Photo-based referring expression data
☆ ☆ ☆
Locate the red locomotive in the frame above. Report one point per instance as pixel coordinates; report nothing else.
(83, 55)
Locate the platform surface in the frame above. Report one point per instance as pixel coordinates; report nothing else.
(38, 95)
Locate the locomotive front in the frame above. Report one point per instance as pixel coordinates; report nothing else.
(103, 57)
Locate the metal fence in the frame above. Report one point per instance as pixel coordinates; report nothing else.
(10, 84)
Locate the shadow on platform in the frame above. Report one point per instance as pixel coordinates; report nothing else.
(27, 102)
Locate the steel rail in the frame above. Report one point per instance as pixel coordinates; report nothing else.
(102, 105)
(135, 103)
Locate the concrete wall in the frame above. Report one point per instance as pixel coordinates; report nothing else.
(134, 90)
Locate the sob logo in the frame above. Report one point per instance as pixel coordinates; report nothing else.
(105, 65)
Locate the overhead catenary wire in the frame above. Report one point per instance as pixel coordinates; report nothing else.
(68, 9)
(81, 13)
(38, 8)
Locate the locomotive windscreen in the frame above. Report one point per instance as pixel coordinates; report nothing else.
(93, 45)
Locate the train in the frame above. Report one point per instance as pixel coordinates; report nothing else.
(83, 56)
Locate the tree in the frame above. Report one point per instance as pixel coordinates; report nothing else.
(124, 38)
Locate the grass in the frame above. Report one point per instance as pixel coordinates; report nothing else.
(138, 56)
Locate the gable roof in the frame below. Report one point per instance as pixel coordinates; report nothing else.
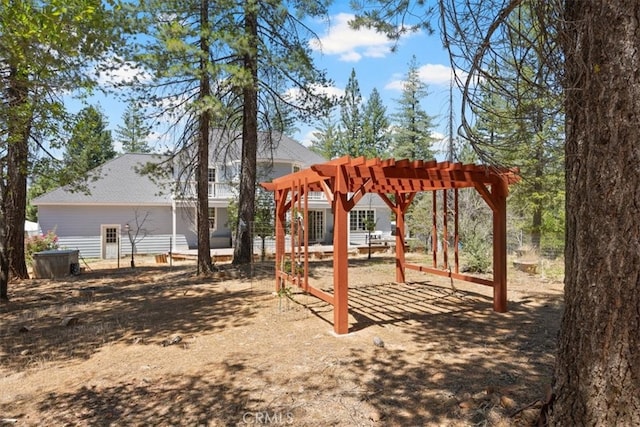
☆ ☆ ☆
Output only the lines running from the line with "Locate the tree" through the last line of the entries above, inclusive, with pictures excluded.

Locate the tree in the frame above. Report one point per instance as pixel coordinates; report nothing else.
(124, 38)
Locate the grass in the frame above. Report one point per instance as pixel coordinates; report nothing else.
(138, 56)
Locate the gable roof in the frame below. Report one point per instance as pixel coordinates; report nothing else.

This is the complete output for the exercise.